## TASK
Count the lines of the records below that contain the string "sleeve". Reply with the number alone.

## RECORDS FOR THIS TASK
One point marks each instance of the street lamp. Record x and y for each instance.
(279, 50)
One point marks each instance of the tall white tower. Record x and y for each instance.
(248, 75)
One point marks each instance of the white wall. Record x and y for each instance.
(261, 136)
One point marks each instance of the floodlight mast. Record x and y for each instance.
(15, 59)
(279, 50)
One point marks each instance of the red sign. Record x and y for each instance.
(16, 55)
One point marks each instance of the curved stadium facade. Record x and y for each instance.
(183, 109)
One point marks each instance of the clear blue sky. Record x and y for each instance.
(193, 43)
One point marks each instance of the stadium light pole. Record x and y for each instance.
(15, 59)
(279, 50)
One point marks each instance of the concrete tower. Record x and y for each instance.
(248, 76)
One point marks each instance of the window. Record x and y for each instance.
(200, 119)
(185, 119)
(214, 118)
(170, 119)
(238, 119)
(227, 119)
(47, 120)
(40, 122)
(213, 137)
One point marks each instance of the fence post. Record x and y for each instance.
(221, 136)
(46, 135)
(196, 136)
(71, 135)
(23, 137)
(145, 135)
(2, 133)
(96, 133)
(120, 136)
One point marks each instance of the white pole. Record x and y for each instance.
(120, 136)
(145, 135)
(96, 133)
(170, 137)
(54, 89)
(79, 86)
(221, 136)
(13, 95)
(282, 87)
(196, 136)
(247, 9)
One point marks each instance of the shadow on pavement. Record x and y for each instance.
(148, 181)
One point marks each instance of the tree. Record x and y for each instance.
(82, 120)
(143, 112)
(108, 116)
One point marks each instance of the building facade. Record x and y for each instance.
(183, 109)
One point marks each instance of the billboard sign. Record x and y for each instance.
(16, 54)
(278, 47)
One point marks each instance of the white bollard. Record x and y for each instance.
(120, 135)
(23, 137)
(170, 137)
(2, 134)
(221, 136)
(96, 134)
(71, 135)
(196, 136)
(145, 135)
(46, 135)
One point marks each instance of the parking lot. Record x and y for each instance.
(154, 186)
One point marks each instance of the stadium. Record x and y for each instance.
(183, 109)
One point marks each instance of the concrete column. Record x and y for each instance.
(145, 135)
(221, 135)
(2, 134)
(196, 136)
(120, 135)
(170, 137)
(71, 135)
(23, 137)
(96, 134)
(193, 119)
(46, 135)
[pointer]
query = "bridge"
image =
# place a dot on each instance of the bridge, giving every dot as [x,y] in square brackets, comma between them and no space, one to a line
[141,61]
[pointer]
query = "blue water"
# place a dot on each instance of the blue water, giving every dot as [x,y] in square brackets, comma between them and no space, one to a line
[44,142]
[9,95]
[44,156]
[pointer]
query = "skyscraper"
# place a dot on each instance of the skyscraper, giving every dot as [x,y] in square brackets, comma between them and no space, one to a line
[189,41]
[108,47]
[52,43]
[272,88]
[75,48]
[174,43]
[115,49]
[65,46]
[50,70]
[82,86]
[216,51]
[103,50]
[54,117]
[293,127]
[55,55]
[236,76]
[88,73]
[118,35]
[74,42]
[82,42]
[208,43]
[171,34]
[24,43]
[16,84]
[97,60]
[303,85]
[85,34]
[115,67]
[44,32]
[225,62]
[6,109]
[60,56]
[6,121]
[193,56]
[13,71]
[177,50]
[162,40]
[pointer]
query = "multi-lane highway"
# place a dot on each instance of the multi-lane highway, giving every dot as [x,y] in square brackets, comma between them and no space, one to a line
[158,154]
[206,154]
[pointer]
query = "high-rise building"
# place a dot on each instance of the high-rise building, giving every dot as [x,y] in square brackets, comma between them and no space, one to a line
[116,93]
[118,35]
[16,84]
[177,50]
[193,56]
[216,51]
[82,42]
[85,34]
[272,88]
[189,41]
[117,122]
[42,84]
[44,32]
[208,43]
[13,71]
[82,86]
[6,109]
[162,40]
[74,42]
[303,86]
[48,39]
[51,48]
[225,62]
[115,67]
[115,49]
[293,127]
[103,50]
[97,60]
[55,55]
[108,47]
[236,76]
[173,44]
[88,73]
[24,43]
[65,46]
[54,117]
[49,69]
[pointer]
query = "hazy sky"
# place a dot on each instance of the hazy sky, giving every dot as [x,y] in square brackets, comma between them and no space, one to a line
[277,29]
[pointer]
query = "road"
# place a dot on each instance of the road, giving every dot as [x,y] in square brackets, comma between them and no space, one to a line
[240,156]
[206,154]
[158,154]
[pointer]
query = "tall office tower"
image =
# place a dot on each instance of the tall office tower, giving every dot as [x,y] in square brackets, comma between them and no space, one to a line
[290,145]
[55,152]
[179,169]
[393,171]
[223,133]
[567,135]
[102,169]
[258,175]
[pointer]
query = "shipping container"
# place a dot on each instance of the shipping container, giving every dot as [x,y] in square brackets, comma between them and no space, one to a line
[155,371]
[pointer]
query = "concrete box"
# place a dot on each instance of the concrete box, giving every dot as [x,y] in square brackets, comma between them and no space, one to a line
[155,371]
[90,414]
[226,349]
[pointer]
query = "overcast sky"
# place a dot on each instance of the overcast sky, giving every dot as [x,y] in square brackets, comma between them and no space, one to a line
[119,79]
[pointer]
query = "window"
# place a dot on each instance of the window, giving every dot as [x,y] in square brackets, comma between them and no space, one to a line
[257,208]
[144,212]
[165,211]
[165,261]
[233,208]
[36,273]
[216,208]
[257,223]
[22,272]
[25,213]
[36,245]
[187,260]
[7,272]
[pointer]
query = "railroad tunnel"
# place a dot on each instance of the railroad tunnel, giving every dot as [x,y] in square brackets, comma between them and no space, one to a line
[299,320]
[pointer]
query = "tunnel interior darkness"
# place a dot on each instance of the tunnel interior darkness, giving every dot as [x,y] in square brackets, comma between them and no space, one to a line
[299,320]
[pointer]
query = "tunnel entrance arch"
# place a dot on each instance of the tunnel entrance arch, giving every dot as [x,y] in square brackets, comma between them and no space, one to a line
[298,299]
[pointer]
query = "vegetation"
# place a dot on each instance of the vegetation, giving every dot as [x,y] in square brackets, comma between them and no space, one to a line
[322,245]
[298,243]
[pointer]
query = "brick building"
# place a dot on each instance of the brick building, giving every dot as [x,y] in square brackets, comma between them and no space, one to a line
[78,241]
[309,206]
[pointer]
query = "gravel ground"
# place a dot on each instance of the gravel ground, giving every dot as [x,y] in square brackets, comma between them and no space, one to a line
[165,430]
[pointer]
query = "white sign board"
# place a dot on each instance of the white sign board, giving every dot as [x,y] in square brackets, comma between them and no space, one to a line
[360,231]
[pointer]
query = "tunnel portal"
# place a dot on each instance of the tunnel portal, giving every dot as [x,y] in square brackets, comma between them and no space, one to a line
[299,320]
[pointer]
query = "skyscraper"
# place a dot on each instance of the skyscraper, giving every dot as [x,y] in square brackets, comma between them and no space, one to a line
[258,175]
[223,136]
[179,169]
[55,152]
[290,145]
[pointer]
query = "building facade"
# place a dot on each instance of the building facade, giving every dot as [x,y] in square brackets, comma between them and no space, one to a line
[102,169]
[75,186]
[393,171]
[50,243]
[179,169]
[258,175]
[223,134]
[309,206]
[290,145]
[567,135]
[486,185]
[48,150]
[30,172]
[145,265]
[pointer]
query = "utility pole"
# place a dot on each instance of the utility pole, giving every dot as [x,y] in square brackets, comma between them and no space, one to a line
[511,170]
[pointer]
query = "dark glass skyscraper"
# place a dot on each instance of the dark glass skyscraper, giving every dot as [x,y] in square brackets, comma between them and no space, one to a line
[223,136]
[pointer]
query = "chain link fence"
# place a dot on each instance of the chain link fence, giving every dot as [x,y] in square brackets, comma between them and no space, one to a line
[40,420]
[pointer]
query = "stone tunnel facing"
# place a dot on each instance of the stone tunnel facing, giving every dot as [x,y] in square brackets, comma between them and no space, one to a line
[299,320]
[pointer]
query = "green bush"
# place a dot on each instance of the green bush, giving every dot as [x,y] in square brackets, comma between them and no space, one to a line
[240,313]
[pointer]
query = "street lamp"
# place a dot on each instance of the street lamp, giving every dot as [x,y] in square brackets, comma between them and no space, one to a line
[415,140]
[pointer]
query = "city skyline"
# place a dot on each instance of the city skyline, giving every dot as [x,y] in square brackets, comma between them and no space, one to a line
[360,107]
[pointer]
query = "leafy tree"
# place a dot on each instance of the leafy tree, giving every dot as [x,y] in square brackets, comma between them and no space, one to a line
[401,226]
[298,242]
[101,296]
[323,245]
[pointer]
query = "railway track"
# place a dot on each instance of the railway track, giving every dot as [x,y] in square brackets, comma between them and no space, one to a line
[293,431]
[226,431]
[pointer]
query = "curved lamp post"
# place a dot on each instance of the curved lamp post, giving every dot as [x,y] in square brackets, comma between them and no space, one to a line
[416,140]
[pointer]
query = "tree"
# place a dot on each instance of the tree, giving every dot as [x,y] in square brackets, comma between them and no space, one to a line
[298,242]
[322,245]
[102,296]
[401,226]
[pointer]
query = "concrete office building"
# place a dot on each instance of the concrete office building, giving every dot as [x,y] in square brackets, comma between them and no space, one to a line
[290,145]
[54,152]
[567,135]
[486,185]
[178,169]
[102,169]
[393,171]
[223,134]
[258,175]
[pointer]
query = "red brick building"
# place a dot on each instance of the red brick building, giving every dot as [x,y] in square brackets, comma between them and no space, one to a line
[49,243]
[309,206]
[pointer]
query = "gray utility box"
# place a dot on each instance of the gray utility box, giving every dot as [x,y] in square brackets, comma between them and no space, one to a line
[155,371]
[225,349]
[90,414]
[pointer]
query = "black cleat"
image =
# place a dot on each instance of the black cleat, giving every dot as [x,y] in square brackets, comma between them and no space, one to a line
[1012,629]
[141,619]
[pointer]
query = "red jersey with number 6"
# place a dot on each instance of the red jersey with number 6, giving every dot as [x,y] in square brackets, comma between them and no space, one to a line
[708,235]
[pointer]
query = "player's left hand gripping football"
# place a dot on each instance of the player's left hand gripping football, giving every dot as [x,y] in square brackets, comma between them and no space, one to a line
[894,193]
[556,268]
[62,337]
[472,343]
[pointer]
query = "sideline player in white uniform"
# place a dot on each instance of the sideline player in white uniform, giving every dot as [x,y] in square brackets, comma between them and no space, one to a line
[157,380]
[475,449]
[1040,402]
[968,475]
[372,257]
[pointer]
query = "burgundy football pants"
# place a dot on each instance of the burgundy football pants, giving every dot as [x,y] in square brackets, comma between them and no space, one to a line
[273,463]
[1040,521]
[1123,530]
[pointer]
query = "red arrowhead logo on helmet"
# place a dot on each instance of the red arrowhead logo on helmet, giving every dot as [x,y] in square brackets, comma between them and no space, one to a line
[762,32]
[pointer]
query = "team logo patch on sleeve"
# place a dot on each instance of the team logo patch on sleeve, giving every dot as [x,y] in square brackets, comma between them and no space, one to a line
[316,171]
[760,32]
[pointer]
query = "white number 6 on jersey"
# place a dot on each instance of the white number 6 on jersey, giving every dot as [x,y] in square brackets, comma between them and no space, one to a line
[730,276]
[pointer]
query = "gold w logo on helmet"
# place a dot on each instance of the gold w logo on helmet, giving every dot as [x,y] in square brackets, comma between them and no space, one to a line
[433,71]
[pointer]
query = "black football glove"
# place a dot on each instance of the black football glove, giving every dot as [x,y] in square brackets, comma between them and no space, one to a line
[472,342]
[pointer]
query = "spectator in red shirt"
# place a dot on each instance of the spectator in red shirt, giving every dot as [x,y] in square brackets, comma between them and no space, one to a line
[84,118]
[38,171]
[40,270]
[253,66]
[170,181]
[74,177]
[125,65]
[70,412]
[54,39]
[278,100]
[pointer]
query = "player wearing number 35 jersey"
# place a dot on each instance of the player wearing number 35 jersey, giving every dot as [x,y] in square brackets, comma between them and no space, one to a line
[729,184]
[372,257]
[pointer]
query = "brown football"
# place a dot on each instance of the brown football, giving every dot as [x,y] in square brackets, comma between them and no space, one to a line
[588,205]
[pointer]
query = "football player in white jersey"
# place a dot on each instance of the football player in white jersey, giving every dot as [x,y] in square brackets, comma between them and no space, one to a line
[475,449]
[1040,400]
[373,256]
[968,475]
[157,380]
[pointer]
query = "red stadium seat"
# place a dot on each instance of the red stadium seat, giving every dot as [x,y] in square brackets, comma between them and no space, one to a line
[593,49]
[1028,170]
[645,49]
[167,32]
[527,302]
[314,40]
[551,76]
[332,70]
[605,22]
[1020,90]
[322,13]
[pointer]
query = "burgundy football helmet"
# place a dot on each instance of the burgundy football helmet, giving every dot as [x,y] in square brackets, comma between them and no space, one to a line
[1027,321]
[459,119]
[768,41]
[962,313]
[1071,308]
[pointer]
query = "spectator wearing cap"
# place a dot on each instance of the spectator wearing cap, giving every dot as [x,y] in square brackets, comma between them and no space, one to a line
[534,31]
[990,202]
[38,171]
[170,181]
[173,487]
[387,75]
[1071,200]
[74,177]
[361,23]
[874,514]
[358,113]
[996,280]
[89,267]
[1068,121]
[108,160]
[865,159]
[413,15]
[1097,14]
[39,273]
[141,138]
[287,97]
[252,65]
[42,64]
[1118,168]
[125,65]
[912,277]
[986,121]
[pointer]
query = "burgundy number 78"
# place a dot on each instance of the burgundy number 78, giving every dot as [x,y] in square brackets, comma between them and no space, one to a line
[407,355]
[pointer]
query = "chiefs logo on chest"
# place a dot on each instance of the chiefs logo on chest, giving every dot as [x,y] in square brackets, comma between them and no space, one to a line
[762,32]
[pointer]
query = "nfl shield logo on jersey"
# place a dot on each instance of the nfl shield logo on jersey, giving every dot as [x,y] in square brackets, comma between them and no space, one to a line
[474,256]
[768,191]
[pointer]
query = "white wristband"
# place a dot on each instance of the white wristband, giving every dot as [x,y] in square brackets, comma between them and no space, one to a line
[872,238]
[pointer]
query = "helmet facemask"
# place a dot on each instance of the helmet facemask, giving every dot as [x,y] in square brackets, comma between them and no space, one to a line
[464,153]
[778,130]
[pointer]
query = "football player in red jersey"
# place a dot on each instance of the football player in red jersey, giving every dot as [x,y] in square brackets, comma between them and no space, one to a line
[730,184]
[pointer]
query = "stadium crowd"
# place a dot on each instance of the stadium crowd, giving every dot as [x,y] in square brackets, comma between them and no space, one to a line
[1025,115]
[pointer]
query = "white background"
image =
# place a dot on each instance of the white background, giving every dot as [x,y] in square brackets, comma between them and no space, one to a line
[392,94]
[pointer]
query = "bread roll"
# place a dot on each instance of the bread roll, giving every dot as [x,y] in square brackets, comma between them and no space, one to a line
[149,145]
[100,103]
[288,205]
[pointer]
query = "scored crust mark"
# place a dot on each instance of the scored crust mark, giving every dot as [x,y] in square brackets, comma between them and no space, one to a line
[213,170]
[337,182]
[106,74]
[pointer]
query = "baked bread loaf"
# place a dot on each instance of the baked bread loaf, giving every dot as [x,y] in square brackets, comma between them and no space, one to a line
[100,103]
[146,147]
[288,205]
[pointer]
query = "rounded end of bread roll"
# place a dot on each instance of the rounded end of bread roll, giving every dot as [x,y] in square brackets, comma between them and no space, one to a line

## FINISHED EXERCISE
2